● **Excerto**:
▶

Todavia, é necessário reiterar que o processo de globalização,
com os seus aspectos positivos, está na base do grande desenvolvimento da
economia mundial do século XX. Vale a pena recordar que entre 1900 e 2000 a
população mundial quase quadruplicou, e que a riqueza produzida a nível mundial
aumentou em medida muito mais rápida, de tal forma que a renda média pro
capite aumentou em grande medida. Porém, ao mesmo tempo, não aumentou a
distribuição equitativa da riqueza mas, ao contrário, em muitos casos ela
diminuiu.
Mas o que impeliu o mundo para esta direcção, extremamente
problemática também para a paz?
Antes de tudo, um liberalismo económico sem regras e
incontrolado. Trata-se de uma ideologia, de uma forma de «apriorismo económico»,
que pretende tirar da teoria as leis de funcionamento do mercado e as chamadas
leis do desenvolvimento capitalista, exasperando alguns dos seus aspectos. Uma
ideologia económica que estabeleça a priori as leis de funcionamento do
mercado e do desenvolvimento económico, sem se confrontar com a realidade, corre
o risco de se tornar um instrumento subordinado aos interesses dos países que
gozam efectivamente de uma posição de vantagem económica e financeira.
Regras e controles, mesmo se de modo imperfeito, estão muitas
vezes presentes nos planos nacional e regional; todavia, a nível internacional,
tais regras e controles dificilmente se realizam e consolidam.

◀

● **Dados fornecidos**:
▶

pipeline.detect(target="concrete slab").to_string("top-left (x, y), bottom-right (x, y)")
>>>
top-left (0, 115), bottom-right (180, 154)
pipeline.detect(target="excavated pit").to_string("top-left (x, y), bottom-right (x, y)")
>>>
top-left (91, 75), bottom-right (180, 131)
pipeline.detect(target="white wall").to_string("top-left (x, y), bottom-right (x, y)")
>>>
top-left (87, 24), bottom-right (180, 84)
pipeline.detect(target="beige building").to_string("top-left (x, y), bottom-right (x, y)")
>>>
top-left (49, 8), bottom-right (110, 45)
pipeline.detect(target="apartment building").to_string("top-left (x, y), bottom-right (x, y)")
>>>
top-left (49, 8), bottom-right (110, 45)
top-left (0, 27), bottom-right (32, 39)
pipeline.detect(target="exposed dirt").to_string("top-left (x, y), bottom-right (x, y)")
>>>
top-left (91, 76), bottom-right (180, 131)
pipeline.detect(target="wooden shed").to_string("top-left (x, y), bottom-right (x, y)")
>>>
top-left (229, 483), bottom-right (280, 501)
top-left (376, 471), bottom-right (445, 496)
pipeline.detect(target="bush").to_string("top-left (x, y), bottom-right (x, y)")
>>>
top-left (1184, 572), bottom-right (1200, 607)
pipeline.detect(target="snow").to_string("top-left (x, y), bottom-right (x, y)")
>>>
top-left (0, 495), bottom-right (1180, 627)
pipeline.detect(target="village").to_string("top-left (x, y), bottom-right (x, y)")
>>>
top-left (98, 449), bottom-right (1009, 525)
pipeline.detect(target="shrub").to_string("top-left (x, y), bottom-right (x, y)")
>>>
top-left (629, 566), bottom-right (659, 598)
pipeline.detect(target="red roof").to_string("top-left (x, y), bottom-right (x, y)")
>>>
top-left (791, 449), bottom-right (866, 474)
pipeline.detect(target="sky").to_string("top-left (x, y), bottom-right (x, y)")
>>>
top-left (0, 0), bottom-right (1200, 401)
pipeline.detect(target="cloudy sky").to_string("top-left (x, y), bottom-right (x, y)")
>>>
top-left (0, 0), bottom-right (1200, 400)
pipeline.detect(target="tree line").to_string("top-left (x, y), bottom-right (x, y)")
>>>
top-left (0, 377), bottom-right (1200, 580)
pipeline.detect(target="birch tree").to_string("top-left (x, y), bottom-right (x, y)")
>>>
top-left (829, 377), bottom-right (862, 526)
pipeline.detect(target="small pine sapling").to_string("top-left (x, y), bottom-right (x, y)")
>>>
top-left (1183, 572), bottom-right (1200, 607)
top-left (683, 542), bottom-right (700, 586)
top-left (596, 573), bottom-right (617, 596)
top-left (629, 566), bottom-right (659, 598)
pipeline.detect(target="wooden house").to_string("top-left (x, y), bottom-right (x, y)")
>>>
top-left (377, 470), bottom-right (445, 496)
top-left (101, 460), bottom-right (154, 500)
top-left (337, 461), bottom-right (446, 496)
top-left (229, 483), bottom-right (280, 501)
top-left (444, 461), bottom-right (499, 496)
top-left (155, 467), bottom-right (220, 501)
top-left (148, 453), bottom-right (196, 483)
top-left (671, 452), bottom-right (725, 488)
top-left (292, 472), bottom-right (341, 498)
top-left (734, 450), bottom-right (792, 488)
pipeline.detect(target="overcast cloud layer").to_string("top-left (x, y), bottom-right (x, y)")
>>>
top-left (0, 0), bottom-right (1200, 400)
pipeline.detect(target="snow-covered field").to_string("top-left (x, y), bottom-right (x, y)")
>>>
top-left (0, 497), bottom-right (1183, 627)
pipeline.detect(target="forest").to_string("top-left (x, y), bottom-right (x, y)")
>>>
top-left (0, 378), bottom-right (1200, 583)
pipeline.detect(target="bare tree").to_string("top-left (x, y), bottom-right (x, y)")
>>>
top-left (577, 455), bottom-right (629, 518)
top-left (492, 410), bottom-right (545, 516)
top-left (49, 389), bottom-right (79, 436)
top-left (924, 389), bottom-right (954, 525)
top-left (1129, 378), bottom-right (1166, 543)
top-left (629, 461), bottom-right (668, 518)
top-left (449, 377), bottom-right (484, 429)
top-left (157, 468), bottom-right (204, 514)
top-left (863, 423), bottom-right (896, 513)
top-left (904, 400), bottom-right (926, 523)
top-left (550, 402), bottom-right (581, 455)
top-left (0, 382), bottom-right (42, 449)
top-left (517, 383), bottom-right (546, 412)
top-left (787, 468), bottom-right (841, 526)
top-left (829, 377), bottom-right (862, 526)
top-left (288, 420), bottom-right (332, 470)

◀

● **Exercício breve 1**: Segundo o excerto, o que aconteceu à população mundial entre 1900 e 2000?
● **Exercício breve 2**: Enumere tudo o que, de acordo com o excerto, aumentou entre 1900 e 2000.
● **Exercício breve 3**:
Indique se cada afirmação está de acordo com o excerto e cite as palavras que o decidem.
(a) A nível internacional, as regras e os controles realizam-se e consolidam-se com facilidade.
(b) A distribuição equitativa da riqueza não aumentou.
(c) O primeiro fator apontado é um liberalismo económico sem regras.

● **Resposta final 1**: Quase quadruplicou.

● **Resposta final 2**:
- A população mundial (quase quadruplicou)
- A riqueza produzida a nível mundial
- A renda média pro capite

● **Resposta final 3**:
(a) Não: "a nível internacional, tais regras e controles dificilmente se realizam e consolidam".
(b) Sim: "não aumentou a distribuição equitativa da riqueza".
(c) Sim: "Antes de tudo, um liberalismo económico sem regras e incontrolado".